---
name: nvidia-tensorrt-llm-deployment-review
description: Use this skill when reviewing TensorRT or TensorRT-LLM deployment artifacts statically — ONNX/PyTorch export pipelines, precision selection (FP16/BF16/INT8/FP8/INT4), calibration cache integrity, dynamic shape profiles, custom plugin loading, engine cache and serialized engine provenance, runtime memory pool sizing. Trigger when the user asks whether a TensorRT build script, calibration pipeline, or trtexec invocation follows NVIDIA's published guidance.
allowed-tools: Read Grep Glob
metadata:
  author: "github: Raishin"
  version: "0.1.0"
  updated: "2026-05-10"
  category: platform
---

# NVIDIA TensorRT-LLM Deployment Review

## Purpose

Static review of TensorRT and TensorRT-LLM deployment pipelines against NVIDIA's TensorRT Developer Guide — ONNX/PyTorch export, FP16/INT8/FP8/INT4 precision, calibration data integrity, dynamic shape profiles, plugin trust boundaries, engine cache provenance. This skill is doc-anchored: it grounds review findings in NVIDIA's published documentation rather than in a certification blueprint, because no NVIDIA certification currently covers this developer-facing surface as a standalone exam objective.

## Lean operating rules

- Prefer the user's actual TensorRT build scripts, ONNX export code, and calibration pipelines as evidence; otherwise fall back to documentation-based inference.
- Treat custom TensorRT plugins loaded from non-pinned sources or unsigned object files as a critical finding — native-code execution surface inside the inference engine.
- Treat serialized engines (`.engine`, `.plan`) distributed without sha256 verification or provenance attestation as a high finding — silent model substitution.

• Provided data:
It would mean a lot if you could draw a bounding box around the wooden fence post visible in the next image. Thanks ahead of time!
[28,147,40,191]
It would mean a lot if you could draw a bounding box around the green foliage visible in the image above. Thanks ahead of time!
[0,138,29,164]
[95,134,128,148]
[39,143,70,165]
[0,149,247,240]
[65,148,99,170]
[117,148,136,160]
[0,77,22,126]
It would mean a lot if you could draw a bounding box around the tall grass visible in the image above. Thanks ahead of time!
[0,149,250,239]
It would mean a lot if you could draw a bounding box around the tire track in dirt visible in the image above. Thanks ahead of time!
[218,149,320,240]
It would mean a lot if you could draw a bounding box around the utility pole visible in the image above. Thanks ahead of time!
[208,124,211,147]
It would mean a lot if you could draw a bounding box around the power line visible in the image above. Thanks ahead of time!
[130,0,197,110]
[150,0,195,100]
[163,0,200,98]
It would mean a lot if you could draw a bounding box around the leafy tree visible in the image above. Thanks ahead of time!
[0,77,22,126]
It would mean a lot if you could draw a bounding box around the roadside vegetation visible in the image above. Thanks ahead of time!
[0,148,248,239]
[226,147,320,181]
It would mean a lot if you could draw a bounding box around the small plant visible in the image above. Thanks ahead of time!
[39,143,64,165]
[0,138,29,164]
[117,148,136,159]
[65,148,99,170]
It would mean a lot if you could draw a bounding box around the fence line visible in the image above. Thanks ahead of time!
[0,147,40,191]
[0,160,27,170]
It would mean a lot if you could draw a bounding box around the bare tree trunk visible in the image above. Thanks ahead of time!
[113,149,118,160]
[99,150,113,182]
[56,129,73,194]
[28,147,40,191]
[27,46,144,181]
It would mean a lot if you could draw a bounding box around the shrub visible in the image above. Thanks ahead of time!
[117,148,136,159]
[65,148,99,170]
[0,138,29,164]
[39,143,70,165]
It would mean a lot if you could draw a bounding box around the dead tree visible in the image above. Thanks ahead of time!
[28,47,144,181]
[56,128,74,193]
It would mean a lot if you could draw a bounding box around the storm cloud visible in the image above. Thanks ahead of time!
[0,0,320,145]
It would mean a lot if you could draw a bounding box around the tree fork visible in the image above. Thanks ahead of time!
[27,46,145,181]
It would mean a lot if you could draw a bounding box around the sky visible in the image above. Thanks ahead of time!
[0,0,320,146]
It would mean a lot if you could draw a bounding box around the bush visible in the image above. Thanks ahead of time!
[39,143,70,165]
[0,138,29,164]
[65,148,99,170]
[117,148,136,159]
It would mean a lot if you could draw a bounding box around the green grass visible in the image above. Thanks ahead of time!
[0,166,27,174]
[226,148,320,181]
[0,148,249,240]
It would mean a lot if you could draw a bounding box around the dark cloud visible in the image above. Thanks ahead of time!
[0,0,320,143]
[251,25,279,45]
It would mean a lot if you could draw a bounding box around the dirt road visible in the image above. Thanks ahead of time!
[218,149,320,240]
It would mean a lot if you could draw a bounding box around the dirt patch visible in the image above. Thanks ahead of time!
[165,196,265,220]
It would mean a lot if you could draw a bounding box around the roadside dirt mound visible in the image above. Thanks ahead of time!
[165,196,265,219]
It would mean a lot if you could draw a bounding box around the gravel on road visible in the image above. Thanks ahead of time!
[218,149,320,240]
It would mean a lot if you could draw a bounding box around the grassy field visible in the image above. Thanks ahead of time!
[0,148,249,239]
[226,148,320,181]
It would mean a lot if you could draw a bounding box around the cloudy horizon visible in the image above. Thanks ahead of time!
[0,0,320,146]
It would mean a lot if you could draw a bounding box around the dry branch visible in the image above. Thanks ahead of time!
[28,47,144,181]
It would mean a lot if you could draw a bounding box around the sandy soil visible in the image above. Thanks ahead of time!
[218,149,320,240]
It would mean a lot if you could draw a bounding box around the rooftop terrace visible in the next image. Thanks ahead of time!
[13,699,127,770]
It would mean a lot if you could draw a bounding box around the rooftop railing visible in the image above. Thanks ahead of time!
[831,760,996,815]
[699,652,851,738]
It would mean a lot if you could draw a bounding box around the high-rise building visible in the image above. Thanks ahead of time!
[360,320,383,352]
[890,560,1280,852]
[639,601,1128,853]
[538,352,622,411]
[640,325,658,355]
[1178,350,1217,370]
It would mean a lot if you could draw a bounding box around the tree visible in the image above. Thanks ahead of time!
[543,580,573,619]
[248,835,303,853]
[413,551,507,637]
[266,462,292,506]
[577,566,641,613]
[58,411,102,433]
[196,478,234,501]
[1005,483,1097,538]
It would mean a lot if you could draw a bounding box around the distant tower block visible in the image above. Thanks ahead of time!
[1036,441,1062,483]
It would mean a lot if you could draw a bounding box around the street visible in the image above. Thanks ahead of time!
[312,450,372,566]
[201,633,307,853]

• Explore the material:
1 – Answer from the TensorRT-LLM review skill:
(a) What version number does it list?
(b) Which tools is it allowed to use?
(c) How serious a finding are serialized engines shared without sha256 checks or provenance attestation?
2 – In the TensorRT-LLM review skill, change "build scripts" to "build files" in the part starting with "## Lean operating" and going on through "to documentation-based inference.", and write that part out.
3 – Write what comes next in the TensorRT-LLM review skill, after its last rule.
The material comes from a different source than the TensorRT-LLM review skill.

• List of answers:
1 –
(a) 0.1.0
(b) Read, Grep, and Glob
(c) A high finding

2 –
## Lean operating rules

- Prefer the user's actual TensorRT build files, ONNX export code, and calibration pipelines as evidence; otherwise fall back to documentation-based inference.

3 –
- Treat INT8 / FP8 calibration data containing production user traffic without redaction or retention controls as a high finding — confidentiality and PII surface.
- Treat absence of `optimization_profiles` for variable input shapes as a medium finding — builds either fail at runtime or fall back to padded inference.
- Treat hardcoded `--workspace` or `--memory-pool-size` values that exceed the deployment GPU's free memory as a medium finding — engine build will OOM in CI.
- Treat use of `--strict-types` without explicit precision tagging on every layer as a low finding — actual precision drifts from intent.
- Always emit the exact `trtexec`, `polygraphy run`, or `tensorrt_llm/build.py` commands the user should run — do not execute them.

## Response minimum

Return, at minimum:
- the scoped target (model source and export pipeline, precision selection and calibration posture, dynamic shape and profile posture, plugin and engine provenance posture, runtime memory and concurrency posture, recommended trtexec/polygraphy invocations) and evidence level,
- findings labelled critical / high / medium / low,
- recommended NVIDIA-tooling invocations the user should run themselves,
- safe next actions and assumptions or blockers.